The task | How would you put the sentence "These integrated lists open a whole new world to the direct marketer." from the article on integrated lists below into Spanish?

Source passage |
#####

Hitmetrix - User behavior analytics & recording

The Benefits of the Integrated List

Marketers are always looking for a new edge. It can be getting your package into the mail earlier than your competition. It can be a new type of see-through envelope, or it can be exploring the benefits of a new channel for your direct marketing efforts.

Over the last decade we have seen some of the most rapid changes in direct marketing that have ever taken place. In postal direct mail the speed and efficiencies of personalization and targeting have elevated the entire scope of what consumers or businesses receive in the mail daily, and of course yielded a better return on investment.

During the same time period, the Internet has opened up new ways to reach our markets; and while I still believe that Web-based banner advertising can be effective as a direct marketing tool, the killer app is definitely e-mail.

The binding theme that makes all of the above mediums of direct marketing is that they are all measurable, and therefore, they all have a place in the marketing mix.

E-mail comes in several forms: text-based, html-based and sometimes a combination. Depending on the message, the offer and the audience, one version can be more effective than the other.

Recently there has been a new development, a crossing of mediums or an integration of mediums. Lists have appeared on the market of sufficient quantity, demographics and other variables that possess both postal addresses and e-mail addresses. Some of these lists carry phone numbers as well. These integrated lists open a whole new world to the direct marketer.

Demographics and targetability beyond the actual vertical list that the name resides in can now be attached through the postal address, and the efficiencies and cost reductions of e-mail can be used for marketing efforts.

More important, results can be analyzed within hours rather than weeks of deploying a marketing effort. All of the benefits of e-mail marketing are now available with all the attributes and experience of the postal world.

There is even more to learn from these integrated names. An example that I believe will rapidly become a psychographic rather than a demographic is the type of Internet service provider that the person may be using on the consumer level. An AOL user, [email protected] is not using a DSL line at home regardless of his affluence. Will that availability mean anything in the marketing of electronics? It needs to be tested. Obviously the slower speeds of the dial up line do not seem to bother this person or it may mean that he or she is an infrequent Internet user, and the postal address may become the better medium for reaching this person.

#####

Stored data |
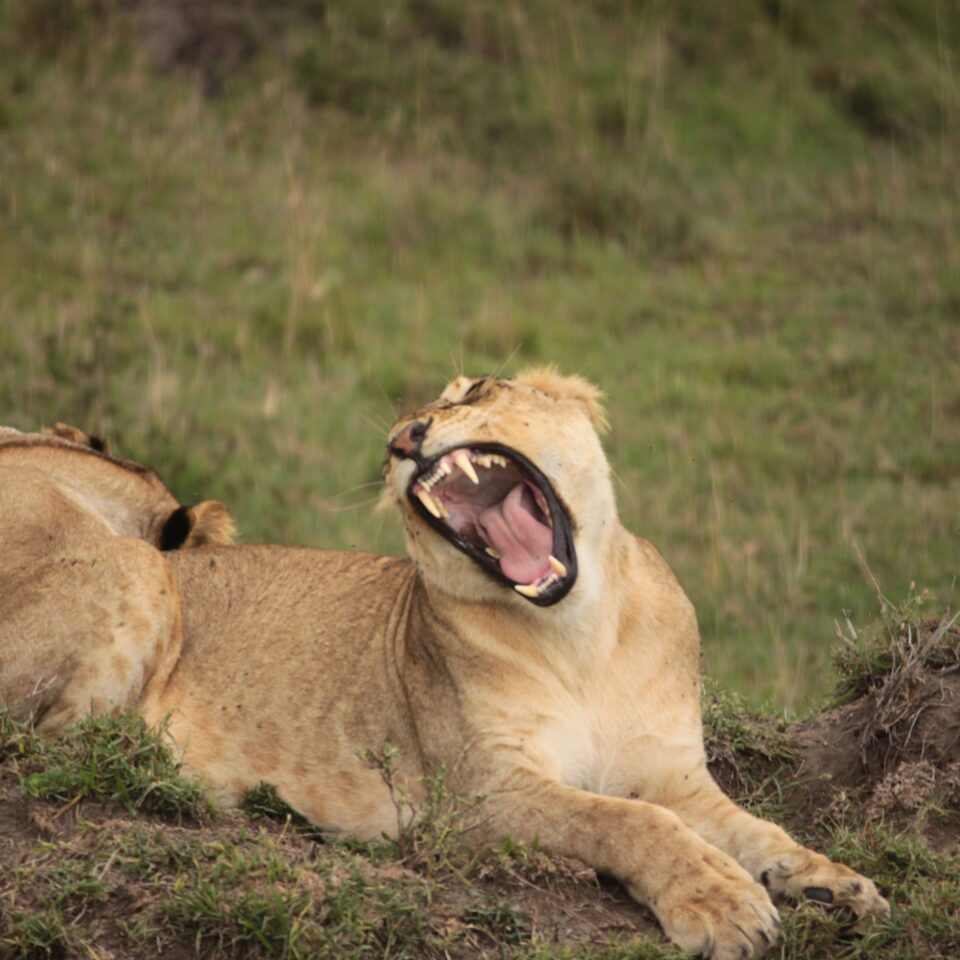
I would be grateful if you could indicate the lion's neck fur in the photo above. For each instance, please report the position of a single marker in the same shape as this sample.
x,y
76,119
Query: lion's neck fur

#####

Expected answer | Estas listas integradas abren todo un mundo nuevo al especialista en marketing directo.